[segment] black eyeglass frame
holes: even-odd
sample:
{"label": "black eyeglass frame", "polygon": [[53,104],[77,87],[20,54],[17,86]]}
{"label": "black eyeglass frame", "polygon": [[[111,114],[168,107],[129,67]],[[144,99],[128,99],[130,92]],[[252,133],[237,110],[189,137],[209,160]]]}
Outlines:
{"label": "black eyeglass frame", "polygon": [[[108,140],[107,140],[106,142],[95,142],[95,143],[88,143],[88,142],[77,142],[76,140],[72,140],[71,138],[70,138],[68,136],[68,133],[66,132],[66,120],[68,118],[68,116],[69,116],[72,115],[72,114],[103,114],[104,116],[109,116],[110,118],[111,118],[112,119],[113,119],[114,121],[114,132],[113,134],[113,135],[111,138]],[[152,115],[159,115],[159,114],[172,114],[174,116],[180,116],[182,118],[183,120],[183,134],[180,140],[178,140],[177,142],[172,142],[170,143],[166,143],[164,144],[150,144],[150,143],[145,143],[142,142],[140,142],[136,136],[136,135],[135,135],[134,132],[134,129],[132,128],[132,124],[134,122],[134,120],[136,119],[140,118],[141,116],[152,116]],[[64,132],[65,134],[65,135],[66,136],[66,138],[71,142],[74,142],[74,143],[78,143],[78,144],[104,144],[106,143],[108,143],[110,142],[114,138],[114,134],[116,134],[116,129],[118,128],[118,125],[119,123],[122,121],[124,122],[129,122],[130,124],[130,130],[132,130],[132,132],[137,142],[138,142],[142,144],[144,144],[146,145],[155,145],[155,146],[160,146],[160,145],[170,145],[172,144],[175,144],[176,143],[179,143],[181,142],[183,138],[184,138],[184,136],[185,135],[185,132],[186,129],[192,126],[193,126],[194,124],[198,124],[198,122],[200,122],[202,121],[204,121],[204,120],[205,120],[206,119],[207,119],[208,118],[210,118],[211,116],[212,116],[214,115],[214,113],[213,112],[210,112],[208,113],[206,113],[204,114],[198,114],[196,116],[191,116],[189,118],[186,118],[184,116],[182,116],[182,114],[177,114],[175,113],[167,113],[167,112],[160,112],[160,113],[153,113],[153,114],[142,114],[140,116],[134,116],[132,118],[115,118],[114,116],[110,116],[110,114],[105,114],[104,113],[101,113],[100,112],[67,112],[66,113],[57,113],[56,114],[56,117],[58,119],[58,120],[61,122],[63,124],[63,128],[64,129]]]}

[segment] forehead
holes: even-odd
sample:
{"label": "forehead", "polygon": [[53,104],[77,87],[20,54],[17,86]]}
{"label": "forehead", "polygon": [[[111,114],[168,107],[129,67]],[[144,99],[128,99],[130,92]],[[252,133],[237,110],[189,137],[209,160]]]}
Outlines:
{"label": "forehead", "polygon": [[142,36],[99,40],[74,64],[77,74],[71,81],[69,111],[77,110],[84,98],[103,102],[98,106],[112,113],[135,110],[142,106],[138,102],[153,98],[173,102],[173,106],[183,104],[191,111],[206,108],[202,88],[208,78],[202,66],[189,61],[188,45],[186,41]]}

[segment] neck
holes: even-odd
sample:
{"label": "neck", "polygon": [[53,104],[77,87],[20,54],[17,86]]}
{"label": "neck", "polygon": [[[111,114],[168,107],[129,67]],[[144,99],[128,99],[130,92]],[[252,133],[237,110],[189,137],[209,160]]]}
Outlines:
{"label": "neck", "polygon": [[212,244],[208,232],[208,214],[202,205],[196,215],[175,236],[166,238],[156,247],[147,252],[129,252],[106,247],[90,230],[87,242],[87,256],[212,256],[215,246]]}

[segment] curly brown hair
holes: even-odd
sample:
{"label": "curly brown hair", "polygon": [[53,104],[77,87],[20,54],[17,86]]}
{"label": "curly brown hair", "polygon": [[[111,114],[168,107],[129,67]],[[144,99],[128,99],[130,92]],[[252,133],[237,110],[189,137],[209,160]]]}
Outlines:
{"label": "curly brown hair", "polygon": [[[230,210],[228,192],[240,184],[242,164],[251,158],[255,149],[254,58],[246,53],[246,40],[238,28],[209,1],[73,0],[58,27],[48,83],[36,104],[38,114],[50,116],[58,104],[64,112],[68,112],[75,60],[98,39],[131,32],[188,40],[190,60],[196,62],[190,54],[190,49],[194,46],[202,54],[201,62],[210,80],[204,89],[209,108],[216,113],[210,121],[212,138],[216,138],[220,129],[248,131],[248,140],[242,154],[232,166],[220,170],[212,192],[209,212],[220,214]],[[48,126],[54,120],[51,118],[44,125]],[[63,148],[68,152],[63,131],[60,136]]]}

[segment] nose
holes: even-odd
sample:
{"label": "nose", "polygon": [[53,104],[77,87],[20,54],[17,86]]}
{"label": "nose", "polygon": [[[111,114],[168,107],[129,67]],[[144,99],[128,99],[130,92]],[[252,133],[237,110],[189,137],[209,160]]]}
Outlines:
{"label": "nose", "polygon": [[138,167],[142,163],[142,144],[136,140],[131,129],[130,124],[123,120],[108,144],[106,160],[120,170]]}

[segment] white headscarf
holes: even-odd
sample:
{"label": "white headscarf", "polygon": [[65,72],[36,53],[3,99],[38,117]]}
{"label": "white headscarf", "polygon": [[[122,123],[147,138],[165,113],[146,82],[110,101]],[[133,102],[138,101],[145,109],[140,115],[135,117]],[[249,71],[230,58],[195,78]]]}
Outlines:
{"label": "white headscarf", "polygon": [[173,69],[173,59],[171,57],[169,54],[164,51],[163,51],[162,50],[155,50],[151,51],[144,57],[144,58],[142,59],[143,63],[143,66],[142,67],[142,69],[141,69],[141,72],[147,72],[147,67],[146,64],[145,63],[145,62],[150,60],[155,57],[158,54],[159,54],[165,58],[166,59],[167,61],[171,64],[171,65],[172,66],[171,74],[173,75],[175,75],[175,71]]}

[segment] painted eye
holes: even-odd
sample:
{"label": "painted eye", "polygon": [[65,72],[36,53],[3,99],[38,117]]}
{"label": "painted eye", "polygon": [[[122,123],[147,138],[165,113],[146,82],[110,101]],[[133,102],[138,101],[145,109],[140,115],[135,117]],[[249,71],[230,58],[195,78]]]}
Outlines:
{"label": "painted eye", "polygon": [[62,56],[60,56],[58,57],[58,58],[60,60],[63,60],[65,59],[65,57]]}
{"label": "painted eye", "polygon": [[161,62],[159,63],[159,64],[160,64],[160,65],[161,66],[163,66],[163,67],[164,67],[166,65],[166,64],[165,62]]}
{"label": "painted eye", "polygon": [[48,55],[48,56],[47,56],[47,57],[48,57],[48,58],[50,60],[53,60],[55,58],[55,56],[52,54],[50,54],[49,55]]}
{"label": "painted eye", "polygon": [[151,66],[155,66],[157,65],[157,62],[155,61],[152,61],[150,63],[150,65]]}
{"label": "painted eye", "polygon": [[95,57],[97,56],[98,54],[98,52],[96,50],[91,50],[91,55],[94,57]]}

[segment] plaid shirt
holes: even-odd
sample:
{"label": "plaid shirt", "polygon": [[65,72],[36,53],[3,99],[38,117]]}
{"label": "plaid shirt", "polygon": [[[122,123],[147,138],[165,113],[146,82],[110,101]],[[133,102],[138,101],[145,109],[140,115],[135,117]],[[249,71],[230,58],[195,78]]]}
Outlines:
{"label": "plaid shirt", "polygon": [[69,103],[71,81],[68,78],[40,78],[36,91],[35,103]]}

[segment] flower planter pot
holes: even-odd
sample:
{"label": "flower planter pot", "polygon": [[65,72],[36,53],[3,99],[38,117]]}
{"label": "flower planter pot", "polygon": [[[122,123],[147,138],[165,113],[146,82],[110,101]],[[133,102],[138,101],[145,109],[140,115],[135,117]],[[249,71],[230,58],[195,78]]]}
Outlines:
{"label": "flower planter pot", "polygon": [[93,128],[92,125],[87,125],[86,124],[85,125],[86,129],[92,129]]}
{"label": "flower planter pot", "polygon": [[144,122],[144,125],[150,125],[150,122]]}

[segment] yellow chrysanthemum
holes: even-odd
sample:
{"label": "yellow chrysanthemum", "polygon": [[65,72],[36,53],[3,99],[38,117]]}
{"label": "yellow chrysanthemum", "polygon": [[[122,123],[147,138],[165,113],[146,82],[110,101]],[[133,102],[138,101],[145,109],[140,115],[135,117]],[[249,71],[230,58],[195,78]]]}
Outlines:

Exercise brief:
Copy out, character for character, everything from the line containing "[segment] flower planter pot" through the last line of the rows, including both of those lines.

Expected answer:
[segment] flower planter pot
holes: even-odd
sample:
{"label": "flower planter pot", "polygon": [[65,72],[36,53],[3,99],[38,117]]}
{"label": "flower planter pot", "polygon": [[[122,123],[147,138],[165,113],[146,82],[110,101]],[[133,102],[138,101],[145,109],[140,115],[135,117]],[[249,71],[230,58],[195,78]]]}
Outlines:
{"label": "flower planter pot", "polygon": [[93,128],[92,125],[87,125],[86,124],[85,125],[86,129],[92,129]]}
{"label": "flower planter pot", "polygon": [[144,122],[144,125],[150,125],[150,122]]}

[segment] yellow chrysanthemum
holes: even-odd
sample:
{"label": "yellow chrysanthemum", "polygon": [[65,72],[36,53],[3,99],[38,117]]}
{"label": "yellow chrysanthemum", "polygon": [[[122,123],[147,138],[165,113],[146,82],[110,101]],[[133,102],[138,101],[145,109],[140,115],[135,117]],[[249,71],[230,58],[195,78]]]}
Outlines:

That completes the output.